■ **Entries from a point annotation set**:
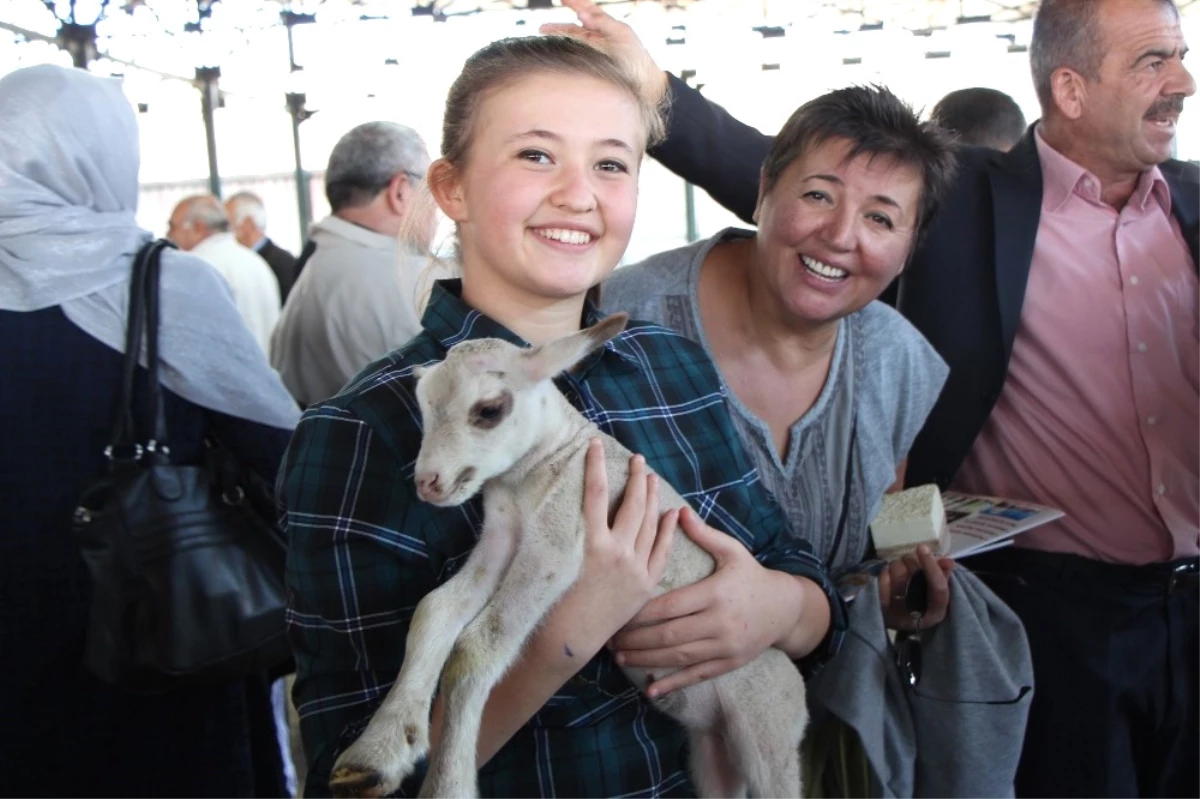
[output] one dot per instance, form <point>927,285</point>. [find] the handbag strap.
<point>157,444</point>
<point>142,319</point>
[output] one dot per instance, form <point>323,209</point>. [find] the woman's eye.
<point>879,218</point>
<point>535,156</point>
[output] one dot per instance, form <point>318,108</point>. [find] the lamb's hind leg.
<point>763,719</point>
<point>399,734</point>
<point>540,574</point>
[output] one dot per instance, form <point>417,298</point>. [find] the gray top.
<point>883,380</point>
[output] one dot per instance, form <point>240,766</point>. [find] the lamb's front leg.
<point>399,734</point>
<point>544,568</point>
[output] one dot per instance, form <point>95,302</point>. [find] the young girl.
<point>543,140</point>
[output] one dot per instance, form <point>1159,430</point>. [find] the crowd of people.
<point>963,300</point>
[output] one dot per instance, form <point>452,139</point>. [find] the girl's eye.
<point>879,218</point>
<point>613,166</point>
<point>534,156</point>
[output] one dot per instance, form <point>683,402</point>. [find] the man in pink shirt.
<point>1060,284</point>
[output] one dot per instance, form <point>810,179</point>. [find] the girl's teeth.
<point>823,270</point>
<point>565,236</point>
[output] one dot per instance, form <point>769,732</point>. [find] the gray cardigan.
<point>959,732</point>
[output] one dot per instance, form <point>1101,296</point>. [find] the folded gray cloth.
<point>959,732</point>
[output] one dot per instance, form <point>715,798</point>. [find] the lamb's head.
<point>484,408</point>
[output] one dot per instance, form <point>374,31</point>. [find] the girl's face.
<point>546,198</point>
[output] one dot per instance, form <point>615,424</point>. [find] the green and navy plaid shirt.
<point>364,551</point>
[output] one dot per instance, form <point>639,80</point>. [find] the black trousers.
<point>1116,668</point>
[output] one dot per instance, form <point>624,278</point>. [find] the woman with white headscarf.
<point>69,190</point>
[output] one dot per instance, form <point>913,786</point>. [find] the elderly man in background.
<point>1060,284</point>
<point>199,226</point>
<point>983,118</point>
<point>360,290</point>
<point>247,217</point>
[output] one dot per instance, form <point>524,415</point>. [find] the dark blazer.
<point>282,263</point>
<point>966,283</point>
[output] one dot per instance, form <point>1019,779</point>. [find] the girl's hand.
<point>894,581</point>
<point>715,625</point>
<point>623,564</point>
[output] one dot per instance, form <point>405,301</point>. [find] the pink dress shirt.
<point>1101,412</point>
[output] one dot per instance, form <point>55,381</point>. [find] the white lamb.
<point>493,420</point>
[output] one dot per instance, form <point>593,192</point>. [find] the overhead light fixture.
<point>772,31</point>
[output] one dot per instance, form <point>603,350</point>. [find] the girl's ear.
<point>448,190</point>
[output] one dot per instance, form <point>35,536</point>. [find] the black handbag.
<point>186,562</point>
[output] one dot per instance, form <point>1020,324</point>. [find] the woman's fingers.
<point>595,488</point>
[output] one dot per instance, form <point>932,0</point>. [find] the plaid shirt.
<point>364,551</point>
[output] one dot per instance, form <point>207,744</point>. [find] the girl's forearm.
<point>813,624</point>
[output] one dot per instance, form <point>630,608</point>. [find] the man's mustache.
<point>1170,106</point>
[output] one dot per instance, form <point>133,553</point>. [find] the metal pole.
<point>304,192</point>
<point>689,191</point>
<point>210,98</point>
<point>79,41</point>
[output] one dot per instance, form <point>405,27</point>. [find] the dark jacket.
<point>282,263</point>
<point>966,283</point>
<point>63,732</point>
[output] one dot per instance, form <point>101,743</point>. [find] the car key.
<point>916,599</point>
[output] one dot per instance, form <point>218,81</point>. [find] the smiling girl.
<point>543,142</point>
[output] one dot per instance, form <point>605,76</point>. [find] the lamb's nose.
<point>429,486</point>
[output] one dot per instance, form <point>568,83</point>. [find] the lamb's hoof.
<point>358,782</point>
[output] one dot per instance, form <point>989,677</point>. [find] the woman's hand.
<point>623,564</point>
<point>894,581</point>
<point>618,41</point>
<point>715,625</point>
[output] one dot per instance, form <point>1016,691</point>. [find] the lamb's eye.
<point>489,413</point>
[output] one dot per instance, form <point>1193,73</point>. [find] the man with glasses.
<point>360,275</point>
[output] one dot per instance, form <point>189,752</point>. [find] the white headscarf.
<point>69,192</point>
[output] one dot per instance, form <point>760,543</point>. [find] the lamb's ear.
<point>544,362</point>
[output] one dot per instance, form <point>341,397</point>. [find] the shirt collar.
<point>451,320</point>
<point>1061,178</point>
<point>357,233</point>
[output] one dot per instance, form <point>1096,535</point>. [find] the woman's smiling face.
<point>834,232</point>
* * *
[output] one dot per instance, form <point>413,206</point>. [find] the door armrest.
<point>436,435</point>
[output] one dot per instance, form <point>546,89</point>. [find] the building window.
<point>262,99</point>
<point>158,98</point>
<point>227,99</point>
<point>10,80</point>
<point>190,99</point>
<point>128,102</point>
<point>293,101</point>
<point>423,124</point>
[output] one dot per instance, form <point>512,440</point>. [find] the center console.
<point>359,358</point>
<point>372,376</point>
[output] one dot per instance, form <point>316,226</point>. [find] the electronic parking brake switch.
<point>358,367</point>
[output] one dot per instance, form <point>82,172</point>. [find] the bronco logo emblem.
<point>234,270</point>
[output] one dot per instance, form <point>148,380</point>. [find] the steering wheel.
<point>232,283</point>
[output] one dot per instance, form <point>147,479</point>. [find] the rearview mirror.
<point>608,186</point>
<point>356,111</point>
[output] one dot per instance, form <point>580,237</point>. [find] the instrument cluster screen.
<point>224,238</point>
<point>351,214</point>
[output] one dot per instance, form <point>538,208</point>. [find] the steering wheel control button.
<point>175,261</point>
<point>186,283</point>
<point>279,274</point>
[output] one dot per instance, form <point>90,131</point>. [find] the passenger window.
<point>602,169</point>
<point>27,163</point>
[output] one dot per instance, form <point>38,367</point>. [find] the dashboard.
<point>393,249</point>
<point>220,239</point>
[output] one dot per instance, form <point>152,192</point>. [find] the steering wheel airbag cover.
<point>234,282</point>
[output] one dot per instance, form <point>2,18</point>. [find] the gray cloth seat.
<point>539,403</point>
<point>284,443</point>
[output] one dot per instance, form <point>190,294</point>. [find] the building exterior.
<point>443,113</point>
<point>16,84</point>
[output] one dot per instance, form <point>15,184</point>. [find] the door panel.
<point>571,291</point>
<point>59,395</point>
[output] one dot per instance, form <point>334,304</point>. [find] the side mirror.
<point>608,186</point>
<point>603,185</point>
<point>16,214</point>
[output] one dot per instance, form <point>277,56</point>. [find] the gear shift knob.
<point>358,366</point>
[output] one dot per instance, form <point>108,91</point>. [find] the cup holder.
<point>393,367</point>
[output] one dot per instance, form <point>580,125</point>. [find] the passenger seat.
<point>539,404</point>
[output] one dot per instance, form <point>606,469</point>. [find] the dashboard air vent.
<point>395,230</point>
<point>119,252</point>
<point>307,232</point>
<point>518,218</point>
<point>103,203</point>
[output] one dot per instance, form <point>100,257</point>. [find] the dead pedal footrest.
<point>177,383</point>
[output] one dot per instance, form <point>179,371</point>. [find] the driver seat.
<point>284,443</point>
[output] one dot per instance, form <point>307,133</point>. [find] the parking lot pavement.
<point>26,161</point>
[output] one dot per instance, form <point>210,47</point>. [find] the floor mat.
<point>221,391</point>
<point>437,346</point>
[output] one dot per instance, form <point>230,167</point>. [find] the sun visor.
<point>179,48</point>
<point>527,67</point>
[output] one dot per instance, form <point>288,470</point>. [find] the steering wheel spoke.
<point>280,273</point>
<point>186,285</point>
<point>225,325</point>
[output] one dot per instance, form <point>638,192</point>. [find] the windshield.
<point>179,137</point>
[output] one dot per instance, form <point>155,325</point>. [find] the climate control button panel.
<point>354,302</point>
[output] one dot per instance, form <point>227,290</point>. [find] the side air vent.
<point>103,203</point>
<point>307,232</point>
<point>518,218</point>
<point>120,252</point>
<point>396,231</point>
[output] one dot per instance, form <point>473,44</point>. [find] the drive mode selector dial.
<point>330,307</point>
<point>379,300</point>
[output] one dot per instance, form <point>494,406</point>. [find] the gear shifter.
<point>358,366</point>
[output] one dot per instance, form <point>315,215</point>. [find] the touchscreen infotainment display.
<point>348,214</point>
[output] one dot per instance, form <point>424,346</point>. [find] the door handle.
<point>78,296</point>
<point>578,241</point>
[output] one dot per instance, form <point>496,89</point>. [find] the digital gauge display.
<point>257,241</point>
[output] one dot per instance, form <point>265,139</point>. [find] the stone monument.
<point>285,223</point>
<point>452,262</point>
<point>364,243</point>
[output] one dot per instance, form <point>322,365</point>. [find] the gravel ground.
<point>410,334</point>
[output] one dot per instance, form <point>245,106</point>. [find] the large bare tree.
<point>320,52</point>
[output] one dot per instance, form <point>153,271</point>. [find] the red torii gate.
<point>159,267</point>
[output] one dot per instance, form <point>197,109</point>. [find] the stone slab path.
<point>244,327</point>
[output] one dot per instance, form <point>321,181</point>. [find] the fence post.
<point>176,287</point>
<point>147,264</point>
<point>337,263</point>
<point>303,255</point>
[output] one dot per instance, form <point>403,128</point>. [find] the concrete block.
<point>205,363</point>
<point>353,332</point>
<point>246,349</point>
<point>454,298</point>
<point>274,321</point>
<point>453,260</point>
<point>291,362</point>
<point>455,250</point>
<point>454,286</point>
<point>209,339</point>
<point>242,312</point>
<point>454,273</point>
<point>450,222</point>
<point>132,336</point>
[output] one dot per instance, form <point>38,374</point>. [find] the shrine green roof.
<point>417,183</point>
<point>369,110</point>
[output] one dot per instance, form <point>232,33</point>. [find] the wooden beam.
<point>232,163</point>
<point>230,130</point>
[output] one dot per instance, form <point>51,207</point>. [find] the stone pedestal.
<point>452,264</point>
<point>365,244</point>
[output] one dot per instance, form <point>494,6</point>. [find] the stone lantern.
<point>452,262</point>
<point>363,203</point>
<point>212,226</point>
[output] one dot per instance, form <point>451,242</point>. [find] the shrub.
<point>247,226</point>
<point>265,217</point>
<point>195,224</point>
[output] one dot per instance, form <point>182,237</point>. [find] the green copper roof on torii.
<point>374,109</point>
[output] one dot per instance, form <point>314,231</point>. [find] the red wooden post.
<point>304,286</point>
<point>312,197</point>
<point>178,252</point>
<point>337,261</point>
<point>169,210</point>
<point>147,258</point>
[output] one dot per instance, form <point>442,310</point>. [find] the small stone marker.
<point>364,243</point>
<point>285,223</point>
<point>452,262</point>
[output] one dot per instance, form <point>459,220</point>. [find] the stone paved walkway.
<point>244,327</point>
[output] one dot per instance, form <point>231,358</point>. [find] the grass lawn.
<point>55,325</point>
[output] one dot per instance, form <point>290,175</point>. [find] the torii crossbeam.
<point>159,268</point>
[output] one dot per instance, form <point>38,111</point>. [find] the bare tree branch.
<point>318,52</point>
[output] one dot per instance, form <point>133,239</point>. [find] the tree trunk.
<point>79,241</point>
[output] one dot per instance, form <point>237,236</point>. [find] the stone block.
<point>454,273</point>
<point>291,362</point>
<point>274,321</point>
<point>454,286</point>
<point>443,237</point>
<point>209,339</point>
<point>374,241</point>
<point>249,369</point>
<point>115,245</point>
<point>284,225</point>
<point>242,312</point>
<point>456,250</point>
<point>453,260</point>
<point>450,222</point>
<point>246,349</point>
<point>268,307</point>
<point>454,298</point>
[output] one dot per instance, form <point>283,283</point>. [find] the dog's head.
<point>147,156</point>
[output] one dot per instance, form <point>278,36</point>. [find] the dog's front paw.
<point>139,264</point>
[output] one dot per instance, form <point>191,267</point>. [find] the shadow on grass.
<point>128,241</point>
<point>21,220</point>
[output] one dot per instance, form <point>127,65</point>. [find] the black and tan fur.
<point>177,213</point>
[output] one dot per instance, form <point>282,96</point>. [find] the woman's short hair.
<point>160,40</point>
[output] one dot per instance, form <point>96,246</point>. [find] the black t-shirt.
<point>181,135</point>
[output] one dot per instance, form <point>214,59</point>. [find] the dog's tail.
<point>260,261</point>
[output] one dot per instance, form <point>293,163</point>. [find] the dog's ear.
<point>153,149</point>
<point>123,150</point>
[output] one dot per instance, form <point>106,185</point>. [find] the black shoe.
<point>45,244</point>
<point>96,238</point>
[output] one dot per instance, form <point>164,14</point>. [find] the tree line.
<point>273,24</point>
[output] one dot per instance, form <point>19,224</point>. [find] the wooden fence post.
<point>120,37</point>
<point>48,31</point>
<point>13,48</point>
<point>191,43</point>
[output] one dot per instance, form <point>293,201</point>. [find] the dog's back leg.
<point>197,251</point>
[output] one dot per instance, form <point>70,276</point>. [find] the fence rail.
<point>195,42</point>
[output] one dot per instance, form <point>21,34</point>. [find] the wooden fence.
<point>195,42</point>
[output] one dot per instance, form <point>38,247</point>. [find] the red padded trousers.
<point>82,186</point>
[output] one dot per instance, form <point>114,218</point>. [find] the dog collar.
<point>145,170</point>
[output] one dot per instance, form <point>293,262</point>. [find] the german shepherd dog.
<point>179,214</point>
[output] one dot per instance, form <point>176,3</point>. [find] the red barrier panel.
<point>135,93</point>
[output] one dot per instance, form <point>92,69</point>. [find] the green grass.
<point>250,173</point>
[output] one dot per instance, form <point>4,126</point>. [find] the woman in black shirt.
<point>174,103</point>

■ **GOAL OF THE EXERCISE**:
Change "side mirror" to "wing mirror" in the listing lines starting at the one containing "[output] one dot per instance, form <point>2,18</point>." and ending at the one containing "<point>393,367</point>", leaving all else as is. Give back only those lines.

■ **TASK SOLUTION**:
[output] one dot per instance, form <point>2,18</point>. [find] the gray cloth seat.
<point>539,403</point>
<point>284,443</point>
[output] one dot per instance, form <point>190,294</point>. [find] the building exterior.
<point>443,113</point>
<point>16,84</point>
[output] one dot per instance, form <point>15,184</point>. [find] the door panel.
<point>571,291</point>
<point>59,395</point>
[output] one dot per instance, form <point>334,304</point>. [find] the wing mirror.
<point>608,186</point>
<point>603,185</point>
<point>16,214</point>
[output] one dot per instance, form <point>277,56</point>. [find] the gear shift knob.
<point>358,366</point>
[output] one dot per instance, form <point>108,91</point>. [find] the cup holder.
<point>393,367</point>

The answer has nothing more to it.